• _STATED TASK_:
Copy out the lines below word for word, covering only the stretch from the line containing "Find the smiling" through the line containing "Return every instance of the smiling", with both of those lines included.

• _DATA PROVIDED_:
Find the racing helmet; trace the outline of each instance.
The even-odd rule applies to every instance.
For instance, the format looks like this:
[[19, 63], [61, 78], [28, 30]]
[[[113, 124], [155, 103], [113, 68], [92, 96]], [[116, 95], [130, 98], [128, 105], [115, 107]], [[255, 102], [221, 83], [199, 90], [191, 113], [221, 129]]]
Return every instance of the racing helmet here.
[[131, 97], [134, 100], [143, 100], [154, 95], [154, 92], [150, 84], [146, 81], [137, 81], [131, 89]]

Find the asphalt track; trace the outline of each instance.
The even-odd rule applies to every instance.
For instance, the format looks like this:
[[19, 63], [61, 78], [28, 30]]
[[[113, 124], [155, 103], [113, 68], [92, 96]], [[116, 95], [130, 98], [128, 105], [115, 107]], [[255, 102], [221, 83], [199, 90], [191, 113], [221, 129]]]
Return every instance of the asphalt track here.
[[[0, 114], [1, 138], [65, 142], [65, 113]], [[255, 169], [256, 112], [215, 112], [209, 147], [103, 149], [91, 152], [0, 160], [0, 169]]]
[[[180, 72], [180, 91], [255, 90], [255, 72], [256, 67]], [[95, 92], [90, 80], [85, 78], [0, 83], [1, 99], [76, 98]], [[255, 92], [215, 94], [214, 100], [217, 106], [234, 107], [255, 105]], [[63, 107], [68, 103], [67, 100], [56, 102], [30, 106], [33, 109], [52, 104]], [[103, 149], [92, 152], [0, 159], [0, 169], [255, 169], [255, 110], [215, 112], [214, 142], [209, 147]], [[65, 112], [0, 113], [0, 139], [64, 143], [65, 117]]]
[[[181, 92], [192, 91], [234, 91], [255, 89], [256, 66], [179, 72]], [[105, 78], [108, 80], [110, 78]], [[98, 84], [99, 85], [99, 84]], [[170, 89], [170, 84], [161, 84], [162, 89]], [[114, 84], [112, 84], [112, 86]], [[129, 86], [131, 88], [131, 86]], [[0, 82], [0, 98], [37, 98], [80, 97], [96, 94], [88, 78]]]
---
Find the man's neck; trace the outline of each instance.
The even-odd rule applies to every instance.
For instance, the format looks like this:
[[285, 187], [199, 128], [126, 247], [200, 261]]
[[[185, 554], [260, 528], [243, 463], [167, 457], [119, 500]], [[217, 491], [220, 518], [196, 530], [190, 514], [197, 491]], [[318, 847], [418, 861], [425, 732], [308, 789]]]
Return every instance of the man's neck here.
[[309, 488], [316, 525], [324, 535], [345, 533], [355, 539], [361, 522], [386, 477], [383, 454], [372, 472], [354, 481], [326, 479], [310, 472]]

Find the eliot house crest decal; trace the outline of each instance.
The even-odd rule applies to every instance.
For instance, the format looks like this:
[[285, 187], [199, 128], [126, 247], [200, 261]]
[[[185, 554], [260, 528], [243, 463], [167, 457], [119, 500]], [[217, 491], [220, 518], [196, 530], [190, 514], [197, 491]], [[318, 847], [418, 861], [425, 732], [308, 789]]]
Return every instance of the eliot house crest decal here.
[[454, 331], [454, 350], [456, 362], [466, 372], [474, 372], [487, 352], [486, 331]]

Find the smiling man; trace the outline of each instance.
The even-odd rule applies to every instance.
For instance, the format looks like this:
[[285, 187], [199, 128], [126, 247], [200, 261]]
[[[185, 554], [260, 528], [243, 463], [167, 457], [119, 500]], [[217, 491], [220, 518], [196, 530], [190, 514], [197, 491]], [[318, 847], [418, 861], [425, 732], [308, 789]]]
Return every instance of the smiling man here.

• _CORRECT ANSWER_:
Find the smiling man; trace the outline of each instance.
The even-odd rule applies to every instance.
For instance, the format looks like this:
[[285, 187], [199, 128], [126, 247], [200, 261]]
[[[185, 554], [260, 528], [243, 463], [167, 457], [119, 500]], [[217, 491], [220, 518], [196, 530], [190, 514], [197, 491]], [[318, 847], [418, 861], [425, 732], [308, 789]]]
Return every instance of the smiling man here.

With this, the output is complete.